» Written request
Reproduce the records from the very first line through the line containing "left=0, top=0, right=626, bottom=418", both included. Shift every result coordinate by adding 65 to it, and leave everything else as it is.
begin
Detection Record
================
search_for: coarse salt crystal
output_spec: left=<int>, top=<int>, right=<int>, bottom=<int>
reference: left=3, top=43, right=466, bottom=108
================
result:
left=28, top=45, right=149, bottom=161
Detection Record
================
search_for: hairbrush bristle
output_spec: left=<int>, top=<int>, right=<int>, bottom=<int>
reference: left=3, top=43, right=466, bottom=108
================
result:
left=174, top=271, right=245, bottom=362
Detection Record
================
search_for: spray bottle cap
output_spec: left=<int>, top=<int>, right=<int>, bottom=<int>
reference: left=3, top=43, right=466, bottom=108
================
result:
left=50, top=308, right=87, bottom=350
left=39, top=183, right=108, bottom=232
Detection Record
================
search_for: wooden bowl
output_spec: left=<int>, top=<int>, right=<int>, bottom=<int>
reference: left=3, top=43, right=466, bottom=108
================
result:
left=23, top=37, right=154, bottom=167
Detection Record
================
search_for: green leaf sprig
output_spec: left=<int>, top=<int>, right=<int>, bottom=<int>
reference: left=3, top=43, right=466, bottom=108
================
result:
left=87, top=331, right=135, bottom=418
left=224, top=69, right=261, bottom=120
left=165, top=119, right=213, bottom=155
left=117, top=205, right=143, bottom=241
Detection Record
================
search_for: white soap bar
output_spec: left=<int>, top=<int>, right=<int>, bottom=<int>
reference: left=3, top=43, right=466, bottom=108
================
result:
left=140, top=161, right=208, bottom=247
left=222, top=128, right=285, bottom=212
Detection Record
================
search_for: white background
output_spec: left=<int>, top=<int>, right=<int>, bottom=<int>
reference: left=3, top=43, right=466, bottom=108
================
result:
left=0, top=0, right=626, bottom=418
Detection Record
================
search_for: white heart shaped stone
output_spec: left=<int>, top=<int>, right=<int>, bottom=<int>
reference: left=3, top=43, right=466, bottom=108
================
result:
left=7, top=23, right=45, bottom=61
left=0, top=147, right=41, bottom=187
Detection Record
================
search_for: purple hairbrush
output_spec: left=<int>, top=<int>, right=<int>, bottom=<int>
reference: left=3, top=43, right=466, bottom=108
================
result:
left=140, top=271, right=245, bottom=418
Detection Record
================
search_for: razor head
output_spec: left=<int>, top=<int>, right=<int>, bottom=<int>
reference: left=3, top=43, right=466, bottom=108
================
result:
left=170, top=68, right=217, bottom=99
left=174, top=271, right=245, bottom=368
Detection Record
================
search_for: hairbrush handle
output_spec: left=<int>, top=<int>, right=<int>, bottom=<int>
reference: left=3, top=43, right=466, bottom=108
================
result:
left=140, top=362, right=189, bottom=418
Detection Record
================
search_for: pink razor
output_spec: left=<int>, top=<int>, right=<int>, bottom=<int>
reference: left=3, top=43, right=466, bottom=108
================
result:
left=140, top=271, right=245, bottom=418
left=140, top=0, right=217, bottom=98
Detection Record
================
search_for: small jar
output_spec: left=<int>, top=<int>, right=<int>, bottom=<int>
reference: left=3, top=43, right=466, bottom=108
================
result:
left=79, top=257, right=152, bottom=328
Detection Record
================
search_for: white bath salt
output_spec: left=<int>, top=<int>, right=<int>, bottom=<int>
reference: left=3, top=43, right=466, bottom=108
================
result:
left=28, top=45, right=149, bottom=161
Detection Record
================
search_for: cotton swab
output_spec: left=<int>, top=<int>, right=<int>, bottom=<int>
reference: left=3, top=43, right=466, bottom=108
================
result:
end
» Full response
Detection Record
================
search_for: coarse salt crystal
output_spec: left=<int>, top=<int>, right=<int>, bottom=<int>
reference: left=3, top=43, right=466, bottom=108
================
result:
left=93, top=110, right=214, bottom=226
Detection Record
================
search_for: hairbrush bristle
output_spec: left=<int>, top=<int>, right=<int>, bottom=<int>
reference: left=3, top=43, right=466, bottom=108
================
result:
left=239, top=336, right=310, bottom=427
Detection Record
================
search_for: spray bottle cap
output_spec: left=<int>, top=<int>, right=<int>, bottom=<int>
reference: left=3, top=43, right=466, bottom=108
================
result:
left=115, top=373, right=152, bottom=415
left=104, top=248, right=173, bottom=297
Detection Record
================
search_for: wooden bowl
output_spec: left=<int>, top=<int>, right=<int>, bottom=<int>
reference: left=3, top=43, right=466, bottom=108
================
result:
left=88, top=102, right=219, bottom=232
Detection Record
================
search_for: green leaf sprig
output_spec: left=<int>, top=<int>, right=<int>, bottom=<int>
reference: left=3, top=43, right=466, bottom=108
================
result:
left=152, top=396, right=200, bottom=483
left=289, top=134, right=326, bottom=185
left=230, top=184, right=278, bottom=220
left=182, top=270, right=208, bottom=306
Detection Record
================
search_for: white soap bar
output_spec: left=<int>, top=<int>, right=<int>, bottom=<int>
reference: left=3, top=43, right=466, bottom=108
================
result:
left=205, top=226, right=273, bottom=312
left=287, top=193, right=350, bottom=277
Detection Record
================
search_for: white background
output_spec: left=<int>, top=<int>, right=<int>, bottom=<int>
reference: left=3, top=43, right=466, bottom=108
================
result:
left=65, top=65, right=691, bottom=483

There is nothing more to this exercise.